START Extracted material
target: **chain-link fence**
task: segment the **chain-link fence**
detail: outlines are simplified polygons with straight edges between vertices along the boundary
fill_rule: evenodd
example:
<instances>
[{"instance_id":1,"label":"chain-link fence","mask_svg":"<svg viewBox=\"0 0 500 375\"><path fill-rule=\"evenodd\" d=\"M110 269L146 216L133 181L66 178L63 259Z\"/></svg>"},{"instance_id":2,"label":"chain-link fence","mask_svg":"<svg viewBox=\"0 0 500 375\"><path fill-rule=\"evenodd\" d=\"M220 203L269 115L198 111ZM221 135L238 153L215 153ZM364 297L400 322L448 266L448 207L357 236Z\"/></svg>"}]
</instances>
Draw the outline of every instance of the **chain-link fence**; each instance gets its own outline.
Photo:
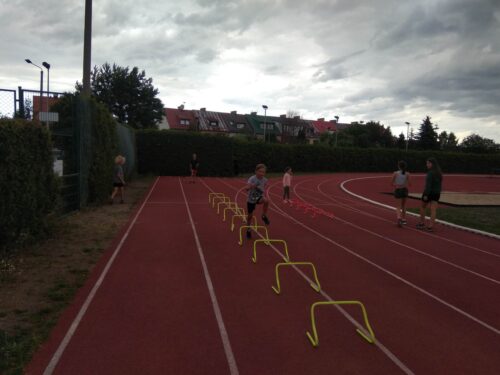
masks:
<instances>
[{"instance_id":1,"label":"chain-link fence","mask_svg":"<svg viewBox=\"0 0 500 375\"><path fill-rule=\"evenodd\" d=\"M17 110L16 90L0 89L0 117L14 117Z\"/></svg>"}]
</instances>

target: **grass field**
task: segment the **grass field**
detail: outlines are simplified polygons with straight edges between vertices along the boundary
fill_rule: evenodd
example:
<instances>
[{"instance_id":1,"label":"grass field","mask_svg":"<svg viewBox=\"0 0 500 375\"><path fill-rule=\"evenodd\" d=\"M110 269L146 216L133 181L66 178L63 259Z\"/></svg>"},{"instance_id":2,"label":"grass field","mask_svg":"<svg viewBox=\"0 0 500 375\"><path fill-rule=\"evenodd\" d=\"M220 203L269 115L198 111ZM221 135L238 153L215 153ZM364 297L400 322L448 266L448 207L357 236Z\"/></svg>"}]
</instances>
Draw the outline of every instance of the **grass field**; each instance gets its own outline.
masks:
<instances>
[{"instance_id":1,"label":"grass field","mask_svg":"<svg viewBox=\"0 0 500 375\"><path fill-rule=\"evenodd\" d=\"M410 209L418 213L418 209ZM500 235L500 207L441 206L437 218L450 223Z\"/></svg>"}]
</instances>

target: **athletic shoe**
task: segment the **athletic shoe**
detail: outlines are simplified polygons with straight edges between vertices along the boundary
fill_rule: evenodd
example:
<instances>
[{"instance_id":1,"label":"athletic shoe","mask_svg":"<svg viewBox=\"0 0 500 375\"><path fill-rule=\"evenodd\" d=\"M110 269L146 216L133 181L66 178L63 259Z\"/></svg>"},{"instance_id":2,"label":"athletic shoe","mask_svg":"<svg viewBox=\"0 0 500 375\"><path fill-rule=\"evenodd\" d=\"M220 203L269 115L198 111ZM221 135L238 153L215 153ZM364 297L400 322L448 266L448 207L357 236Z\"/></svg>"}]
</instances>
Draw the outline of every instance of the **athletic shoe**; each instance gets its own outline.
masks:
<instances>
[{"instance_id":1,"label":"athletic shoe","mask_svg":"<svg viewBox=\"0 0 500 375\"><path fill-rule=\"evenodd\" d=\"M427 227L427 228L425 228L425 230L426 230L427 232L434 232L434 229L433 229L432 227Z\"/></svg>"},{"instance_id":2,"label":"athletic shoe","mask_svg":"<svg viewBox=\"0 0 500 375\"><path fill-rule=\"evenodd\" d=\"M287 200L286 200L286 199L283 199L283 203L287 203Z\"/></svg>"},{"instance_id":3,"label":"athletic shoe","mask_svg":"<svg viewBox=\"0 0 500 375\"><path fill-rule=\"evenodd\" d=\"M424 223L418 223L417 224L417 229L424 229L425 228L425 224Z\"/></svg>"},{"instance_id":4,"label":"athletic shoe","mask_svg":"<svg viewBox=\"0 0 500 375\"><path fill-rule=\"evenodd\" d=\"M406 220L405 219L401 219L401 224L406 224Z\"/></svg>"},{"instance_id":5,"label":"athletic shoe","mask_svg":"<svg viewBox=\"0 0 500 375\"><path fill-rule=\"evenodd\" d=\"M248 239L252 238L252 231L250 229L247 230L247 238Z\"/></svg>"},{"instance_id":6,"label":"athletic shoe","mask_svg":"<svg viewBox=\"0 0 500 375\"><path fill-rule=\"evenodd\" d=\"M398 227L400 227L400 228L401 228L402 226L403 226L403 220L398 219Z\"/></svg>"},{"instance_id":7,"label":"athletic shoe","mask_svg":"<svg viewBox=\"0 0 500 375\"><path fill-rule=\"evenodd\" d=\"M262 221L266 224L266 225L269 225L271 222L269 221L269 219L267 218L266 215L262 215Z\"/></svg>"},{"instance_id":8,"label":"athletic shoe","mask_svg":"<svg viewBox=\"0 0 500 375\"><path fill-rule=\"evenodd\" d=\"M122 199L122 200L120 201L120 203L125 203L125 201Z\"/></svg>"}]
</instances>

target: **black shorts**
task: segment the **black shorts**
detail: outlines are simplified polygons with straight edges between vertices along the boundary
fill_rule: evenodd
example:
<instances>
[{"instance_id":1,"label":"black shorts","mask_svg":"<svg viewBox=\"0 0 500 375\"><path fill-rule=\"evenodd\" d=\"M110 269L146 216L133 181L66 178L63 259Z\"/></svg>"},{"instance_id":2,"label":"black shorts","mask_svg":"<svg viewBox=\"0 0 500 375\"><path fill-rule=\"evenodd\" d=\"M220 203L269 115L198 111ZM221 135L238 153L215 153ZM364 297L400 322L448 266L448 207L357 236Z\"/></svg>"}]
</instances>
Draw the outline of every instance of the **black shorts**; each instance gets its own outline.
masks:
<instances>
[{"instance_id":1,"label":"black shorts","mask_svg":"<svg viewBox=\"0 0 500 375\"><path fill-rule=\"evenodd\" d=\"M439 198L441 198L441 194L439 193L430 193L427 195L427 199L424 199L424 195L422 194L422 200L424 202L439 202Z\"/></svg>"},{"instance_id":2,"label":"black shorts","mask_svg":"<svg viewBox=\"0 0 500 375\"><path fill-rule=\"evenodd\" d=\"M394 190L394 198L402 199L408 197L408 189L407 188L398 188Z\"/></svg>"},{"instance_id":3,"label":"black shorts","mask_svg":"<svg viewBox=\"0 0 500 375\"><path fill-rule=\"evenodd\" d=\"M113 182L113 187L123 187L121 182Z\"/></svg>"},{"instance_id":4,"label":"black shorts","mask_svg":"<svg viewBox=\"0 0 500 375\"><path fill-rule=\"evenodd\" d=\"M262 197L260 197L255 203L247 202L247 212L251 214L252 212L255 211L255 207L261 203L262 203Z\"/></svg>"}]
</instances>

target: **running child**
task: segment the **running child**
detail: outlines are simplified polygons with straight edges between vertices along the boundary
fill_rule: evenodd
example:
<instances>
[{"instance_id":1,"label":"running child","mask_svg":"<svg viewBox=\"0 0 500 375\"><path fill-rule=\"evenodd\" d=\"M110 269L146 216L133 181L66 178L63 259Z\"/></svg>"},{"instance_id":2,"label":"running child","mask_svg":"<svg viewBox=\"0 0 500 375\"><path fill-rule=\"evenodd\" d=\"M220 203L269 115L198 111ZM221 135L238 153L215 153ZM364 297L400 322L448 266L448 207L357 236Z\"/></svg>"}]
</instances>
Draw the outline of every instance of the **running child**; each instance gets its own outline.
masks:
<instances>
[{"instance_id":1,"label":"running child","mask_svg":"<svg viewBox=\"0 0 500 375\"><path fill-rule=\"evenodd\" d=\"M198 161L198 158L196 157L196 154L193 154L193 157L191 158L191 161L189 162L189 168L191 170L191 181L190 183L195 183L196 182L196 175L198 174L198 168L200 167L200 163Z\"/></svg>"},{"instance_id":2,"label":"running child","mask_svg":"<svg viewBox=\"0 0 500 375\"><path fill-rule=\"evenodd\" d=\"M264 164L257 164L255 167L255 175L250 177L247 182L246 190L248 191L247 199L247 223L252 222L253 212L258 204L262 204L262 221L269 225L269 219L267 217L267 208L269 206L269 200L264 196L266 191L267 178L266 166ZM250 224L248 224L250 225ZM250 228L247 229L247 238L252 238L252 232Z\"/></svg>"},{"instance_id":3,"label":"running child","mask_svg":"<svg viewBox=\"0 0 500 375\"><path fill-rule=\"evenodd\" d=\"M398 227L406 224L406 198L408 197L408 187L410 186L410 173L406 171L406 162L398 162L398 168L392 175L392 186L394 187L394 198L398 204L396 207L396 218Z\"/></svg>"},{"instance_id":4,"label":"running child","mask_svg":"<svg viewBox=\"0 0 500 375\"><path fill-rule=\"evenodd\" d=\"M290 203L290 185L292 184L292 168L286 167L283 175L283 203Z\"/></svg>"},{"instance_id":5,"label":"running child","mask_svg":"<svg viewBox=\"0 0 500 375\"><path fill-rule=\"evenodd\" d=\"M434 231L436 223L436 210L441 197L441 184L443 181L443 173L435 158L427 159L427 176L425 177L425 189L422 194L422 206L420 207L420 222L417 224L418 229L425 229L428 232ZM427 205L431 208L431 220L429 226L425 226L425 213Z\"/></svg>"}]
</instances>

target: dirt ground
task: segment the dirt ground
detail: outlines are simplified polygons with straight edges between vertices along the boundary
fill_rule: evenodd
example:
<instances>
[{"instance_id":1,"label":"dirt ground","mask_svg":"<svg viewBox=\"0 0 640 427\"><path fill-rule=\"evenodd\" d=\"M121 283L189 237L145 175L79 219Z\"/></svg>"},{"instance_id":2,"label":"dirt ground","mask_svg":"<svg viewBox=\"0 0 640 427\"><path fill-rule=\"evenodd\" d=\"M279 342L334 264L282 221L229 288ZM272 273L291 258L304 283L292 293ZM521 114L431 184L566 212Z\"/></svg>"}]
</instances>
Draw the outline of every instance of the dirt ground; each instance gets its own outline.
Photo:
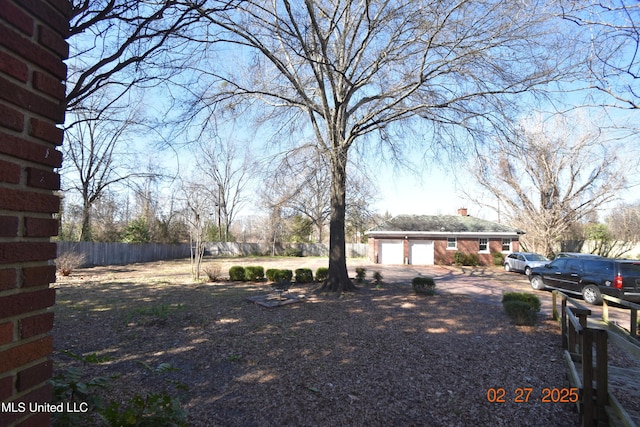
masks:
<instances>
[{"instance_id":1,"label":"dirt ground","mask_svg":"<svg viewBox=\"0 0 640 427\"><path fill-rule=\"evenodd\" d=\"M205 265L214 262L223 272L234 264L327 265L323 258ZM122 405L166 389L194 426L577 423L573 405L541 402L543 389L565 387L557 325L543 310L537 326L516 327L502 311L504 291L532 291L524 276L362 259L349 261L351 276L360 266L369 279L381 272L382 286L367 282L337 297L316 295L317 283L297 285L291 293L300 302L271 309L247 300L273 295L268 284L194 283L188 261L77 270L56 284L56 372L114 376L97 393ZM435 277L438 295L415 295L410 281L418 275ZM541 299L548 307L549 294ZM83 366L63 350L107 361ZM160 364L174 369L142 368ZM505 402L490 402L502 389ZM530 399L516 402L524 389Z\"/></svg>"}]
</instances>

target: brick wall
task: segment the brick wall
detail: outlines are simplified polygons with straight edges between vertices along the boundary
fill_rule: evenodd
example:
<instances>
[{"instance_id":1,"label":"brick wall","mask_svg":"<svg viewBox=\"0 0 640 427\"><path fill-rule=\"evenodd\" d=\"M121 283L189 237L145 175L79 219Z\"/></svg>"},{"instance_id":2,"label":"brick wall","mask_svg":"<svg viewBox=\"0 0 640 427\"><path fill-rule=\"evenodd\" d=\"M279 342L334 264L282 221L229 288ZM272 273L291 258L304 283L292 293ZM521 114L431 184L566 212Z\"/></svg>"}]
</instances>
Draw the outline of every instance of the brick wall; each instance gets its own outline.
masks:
END Extracted material
Exercise directions:
Scan the entries above for the word "task", then copy every line in which it occurs.

Your solution:
task: segment the **chain-link fence**
task: segment the **grass field**
task: segment the **athletic shoe**
task: segment the **black shorts**
task: segment the **running child**
task: segment the dirt ground
task: segment the brick wall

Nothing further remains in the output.